===== RECORDS PROVIDED
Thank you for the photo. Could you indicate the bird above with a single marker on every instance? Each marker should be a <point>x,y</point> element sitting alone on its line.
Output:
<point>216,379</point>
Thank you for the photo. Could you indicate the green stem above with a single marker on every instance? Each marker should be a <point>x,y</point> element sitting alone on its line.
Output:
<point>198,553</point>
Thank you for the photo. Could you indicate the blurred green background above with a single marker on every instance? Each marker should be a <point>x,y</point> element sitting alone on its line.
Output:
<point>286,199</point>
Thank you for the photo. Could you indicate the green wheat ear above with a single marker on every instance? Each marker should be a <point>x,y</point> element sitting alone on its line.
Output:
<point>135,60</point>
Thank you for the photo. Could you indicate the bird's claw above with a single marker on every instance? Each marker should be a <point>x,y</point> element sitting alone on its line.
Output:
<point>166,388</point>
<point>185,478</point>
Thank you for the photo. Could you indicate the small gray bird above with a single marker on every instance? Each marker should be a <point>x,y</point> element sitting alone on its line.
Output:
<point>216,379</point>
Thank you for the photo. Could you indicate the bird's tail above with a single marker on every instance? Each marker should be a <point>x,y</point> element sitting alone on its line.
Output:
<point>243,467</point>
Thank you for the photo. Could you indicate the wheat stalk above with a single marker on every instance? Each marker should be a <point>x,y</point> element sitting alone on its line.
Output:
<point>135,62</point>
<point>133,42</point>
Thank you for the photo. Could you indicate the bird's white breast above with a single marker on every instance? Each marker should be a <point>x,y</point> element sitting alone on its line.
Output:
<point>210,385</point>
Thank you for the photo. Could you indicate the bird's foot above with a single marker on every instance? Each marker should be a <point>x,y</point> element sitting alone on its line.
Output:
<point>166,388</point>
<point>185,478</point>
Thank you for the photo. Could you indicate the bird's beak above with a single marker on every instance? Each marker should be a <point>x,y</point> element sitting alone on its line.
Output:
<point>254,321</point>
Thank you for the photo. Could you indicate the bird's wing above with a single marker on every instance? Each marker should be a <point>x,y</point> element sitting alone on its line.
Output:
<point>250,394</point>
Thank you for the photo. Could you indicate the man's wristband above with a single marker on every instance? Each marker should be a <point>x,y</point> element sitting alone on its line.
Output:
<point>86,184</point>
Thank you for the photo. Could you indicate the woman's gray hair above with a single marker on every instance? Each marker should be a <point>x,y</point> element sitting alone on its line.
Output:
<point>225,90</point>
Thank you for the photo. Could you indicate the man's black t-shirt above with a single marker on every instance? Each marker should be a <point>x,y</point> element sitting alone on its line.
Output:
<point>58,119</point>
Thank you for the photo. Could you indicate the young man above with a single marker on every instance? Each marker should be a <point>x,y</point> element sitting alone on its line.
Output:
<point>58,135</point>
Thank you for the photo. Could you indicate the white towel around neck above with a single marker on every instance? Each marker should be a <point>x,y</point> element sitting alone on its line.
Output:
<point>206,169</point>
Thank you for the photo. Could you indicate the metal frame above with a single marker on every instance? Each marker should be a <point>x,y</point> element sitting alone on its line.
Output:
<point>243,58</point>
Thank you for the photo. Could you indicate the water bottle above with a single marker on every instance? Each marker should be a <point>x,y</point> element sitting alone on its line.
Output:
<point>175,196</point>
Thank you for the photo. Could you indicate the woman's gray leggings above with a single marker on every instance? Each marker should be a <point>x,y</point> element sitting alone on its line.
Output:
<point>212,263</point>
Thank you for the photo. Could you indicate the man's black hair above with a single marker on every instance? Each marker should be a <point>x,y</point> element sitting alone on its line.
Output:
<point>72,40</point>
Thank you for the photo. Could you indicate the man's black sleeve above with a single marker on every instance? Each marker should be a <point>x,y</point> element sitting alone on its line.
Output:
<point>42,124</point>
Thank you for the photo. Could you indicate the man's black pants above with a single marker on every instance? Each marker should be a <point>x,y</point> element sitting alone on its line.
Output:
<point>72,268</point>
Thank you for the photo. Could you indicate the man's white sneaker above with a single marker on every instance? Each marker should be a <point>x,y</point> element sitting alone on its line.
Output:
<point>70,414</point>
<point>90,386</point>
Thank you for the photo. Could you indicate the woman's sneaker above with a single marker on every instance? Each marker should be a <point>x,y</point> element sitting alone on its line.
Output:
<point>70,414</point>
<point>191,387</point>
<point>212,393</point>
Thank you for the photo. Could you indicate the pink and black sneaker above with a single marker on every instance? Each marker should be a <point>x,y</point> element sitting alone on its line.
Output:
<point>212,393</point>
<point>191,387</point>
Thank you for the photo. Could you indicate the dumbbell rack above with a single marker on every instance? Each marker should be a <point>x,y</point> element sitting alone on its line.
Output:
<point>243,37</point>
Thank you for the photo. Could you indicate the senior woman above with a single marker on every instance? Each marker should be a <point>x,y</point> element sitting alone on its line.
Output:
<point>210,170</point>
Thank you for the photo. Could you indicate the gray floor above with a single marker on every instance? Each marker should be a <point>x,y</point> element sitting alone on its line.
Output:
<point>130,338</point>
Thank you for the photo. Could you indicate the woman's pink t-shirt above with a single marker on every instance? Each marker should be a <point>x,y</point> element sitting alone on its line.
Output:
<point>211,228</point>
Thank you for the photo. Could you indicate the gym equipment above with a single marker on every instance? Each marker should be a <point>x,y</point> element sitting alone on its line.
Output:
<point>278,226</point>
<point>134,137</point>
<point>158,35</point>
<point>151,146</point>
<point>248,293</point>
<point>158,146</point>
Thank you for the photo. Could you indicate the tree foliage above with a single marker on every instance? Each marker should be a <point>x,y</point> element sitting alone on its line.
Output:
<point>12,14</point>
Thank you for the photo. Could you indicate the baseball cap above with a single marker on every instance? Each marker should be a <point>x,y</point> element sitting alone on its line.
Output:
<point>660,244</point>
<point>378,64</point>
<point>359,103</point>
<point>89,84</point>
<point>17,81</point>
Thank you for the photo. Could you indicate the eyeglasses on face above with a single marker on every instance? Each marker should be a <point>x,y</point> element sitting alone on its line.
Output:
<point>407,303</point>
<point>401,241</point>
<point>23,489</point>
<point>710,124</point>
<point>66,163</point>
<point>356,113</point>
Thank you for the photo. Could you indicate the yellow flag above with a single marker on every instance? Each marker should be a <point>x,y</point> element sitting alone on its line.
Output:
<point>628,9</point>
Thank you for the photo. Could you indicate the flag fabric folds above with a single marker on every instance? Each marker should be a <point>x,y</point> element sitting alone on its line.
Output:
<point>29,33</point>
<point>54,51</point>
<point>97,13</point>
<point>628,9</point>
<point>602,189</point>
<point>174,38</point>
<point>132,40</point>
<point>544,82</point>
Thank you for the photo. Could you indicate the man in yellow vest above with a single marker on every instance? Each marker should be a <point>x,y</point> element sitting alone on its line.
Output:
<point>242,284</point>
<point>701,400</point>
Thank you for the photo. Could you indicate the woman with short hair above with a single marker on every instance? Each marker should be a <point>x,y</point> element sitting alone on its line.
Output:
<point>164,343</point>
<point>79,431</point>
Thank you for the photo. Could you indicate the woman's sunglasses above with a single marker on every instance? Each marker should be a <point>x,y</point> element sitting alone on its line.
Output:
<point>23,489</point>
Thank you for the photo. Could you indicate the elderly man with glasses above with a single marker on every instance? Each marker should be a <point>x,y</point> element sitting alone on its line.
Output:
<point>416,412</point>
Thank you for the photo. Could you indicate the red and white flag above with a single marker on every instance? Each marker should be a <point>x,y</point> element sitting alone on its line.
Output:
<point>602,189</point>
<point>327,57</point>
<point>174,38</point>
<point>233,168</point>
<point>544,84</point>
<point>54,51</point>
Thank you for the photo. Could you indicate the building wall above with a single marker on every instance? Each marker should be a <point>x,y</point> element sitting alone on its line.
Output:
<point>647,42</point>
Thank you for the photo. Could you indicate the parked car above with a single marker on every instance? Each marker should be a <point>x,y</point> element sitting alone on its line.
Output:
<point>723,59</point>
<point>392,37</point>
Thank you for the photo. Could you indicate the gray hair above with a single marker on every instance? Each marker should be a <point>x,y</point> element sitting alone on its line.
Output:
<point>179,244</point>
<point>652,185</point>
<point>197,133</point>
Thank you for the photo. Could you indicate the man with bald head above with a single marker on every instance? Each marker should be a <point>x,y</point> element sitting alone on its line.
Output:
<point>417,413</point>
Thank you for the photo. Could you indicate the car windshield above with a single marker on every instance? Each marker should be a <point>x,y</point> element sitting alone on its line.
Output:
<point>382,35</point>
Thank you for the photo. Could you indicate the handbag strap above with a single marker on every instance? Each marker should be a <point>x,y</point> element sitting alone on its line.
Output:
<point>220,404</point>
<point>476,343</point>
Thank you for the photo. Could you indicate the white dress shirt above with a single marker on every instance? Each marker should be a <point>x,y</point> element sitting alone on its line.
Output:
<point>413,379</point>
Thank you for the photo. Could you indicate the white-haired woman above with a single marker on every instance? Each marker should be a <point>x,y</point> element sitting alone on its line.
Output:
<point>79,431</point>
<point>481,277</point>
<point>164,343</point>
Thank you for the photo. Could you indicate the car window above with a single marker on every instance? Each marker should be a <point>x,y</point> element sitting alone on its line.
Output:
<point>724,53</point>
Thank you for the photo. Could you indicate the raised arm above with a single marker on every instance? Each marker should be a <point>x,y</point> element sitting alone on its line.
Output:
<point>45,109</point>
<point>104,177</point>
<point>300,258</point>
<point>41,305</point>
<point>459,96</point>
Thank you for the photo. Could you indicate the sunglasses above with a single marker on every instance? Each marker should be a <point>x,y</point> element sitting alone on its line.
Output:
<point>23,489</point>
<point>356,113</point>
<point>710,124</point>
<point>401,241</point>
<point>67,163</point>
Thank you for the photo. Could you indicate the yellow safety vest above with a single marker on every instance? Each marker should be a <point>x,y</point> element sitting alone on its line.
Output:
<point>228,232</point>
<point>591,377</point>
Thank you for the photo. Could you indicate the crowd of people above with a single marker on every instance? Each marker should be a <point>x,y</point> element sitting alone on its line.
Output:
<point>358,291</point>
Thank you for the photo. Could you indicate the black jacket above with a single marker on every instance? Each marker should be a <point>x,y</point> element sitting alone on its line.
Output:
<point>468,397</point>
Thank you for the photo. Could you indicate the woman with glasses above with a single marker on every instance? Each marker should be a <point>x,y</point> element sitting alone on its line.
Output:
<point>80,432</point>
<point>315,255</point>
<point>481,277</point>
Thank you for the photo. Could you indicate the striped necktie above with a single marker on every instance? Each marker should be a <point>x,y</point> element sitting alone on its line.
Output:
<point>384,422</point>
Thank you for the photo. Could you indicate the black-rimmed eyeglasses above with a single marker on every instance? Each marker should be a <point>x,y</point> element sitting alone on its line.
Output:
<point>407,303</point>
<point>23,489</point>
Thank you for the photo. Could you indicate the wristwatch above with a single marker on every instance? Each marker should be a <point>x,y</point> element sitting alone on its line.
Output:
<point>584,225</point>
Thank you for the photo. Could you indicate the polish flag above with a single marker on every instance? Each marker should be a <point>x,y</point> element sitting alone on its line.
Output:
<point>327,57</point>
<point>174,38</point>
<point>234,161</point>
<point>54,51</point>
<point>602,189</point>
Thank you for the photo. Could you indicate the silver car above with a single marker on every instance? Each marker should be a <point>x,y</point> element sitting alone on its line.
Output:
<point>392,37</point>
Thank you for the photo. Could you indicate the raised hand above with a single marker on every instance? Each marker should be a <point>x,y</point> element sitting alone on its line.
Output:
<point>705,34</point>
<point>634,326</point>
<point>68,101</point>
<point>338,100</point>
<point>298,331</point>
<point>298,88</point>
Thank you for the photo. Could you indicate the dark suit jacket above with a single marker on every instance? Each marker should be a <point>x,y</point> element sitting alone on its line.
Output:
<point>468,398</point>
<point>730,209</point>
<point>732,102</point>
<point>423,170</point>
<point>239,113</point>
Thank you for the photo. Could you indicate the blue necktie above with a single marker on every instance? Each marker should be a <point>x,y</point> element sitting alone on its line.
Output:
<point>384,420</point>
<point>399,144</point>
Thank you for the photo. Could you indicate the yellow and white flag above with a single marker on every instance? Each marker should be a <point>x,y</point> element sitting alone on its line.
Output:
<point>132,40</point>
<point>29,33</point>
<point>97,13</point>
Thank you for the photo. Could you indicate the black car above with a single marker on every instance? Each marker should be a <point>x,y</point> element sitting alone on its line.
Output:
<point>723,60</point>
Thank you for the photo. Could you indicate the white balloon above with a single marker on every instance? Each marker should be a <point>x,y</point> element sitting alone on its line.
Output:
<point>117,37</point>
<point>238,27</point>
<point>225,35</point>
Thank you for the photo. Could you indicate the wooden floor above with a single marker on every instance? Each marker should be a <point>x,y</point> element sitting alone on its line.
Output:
==========
> **YOUR INSTRUCTIONS**:
Please copy all lines of the listing in which the string "raised" occurs.

> **YOUR RESPONSE**:
Thank you for the photo. Could you indicate the raised arm above with a single marker on every instance? Each marker should be a <point>x,y</point> element sitting alone on its line.
Thank you for the photo. Could you indicate the raised hand above with a single marker on every instance? Each marker should be a <point>x,y</point> element sitting alone on its line.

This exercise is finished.